Segment Start: Available records

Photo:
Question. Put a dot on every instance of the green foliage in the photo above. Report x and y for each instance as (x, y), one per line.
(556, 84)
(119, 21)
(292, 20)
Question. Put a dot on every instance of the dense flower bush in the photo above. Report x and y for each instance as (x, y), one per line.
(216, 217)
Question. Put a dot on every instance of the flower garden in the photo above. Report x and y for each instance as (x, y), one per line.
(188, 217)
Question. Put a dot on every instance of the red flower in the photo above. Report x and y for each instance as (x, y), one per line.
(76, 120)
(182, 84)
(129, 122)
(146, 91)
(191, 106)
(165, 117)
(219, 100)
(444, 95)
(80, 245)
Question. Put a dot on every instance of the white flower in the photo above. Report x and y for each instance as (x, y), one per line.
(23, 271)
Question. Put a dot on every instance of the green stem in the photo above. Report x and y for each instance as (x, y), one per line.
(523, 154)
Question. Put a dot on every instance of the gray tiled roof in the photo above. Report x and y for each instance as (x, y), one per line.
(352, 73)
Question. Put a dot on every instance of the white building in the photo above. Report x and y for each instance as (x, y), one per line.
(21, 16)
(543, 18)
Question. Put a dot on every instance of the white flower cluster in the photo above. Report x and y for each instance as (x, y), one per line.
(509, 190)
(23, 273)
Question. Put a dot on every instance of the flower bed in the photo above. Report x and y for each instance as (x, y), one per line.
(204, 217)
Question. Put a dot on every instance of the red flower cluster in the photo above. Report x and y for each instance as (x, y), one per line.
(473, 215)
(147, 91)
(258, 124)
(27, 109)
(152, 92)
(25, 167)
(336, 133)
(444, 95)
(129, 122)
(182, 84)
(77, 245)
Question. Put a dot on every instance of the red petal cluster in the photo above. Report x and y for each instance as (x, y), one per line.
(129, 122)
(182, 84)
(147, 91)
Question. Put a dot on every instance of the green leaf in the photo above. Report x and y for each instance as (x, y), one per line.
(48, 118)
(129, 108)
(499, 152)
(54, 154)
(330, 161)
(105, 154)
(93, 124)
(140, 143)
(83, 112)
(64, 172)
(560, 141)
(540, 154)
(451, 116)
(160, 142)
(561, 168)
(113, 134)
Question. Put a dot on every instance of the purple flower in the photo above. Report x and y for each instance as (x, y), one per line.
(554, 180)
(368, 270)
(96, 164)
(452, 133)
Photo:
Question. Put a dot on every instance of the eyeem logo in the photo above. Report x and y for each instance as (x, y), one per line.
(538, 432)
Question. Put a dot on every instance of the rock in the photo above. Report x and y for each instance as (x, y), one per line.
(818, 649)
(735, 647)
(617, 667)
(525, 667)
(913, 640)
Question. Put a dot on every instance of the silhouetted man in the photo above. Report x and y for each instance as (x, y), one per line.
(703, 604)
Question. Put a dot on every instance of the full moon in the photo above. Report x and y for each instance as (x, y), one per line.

Segment End: Available records

[How to complete this task] Return the entries in full. Do not alter them.

[Exercise output]
Photo:
Question. Put a dot on every instance of the green foliage in the photo above. Report x and y for each instance as (x, y), one per line.
(556, 84)
(119, 21)
(292, 20)
Question. Put a dot on every instance of the dense flower bush in the photo above. Report x and y for each instance as (x, y), one per line.
(216, 217)
Question. Put a dot on every instance of the flower garden in the photo above. Report x and y for each instance as (x, y), one per line.
(188, 217)
Question. Put a dot on every instance of the red flower in the photo above. Report x and y for each instance as (x, y), one per line.
(76, 120)
(182, 84)
(129, 122)
(146, 91)
(191, 106)
(165, 117)
(219, 100)
(444, 95)
(80, 245)
Question. Put a dot on every instance of the white flower in the photo above. Report x and y for each instance as (x, y), one per line.
(23, 271)
Question. Put a dot on every instance of the green stem in the photo above. Report x and y for each instance as (x, y), one per line.
(523, 154)
Question. Put a dot on every instance of the gray tiled roof in the photo above. Report x and y for each instance as (x, y), one per line.
(352, 73)
Question. Put a dot on every instance of the white building in the photo above. Report x and y for each instance as (x, y), one per line.
(21, 16)
(543, 18)
Question. Put a dot on every instance of the white flower cluster in the photo above. Report x and y for each instance as (x, y), one per line.
(509, 190)
(23, 273)
Question. Put a dot on every instance of the flower bed in the photo above. Report x and y for each instance as (x, y), one per line.
(204, 217)
Question. Put a dot on every instance of the red flower cluster in the photo above. Report x and y for each instance as (x, y), one per line.
(473, 215)
(147, 91)
(258, 124)
(27, 109)
(152, 92)
(25, 167)
(336, 133)
(444, 95)
(129, 122)
(182, 84)
(77, 245)
Question. Put a dot on every instance of the red petal cluster in the photo above. Report x and y for each instance as (x, y), one per line.
(129, 122)
(182, 84)
(147, 91)
Question. Put a dot on every instance of the green leaf in the photo above. Report x and y for each instance as (x, y), one per line.
(48, 118)
(129, 108)
(499, 152)
(54, 154)
(330, 161)
(105, 154)
(93, 124)
(140, 143)
(83, 112)
(64, 172)
(560, 141)
(540, 154)
(451, 116)
(160, 142)
(561, 168)
(113, 134)
Question. Put a dot on every instance of the purple flower in the photo above. Report x and y for each instance as (x, y), one per line.
(554, 180)
(368, 270)
(96, 164)
(452, 133)
Photo:
Question. Put a dot on every instance of the eyeem logo in the photo above. Report x and y for each instance as (x, y), one per line.
(538, 432)
Question. Put a dot on every instance of the rock in the photo above. Report x and y for each instance as (x, y), one per line.
(818, 649)
(735, 647)
(617, 667)
(525, 667)
(913, 640)
Question. Put a dot on every instance of the silhouetted man in the photo above. Report x and y for each instance as (x, y), one per line.
(703, 604)
Question. Put a dot on every instance of the full moon in the photo above. Report x and y for each instance as (x, y), one per line.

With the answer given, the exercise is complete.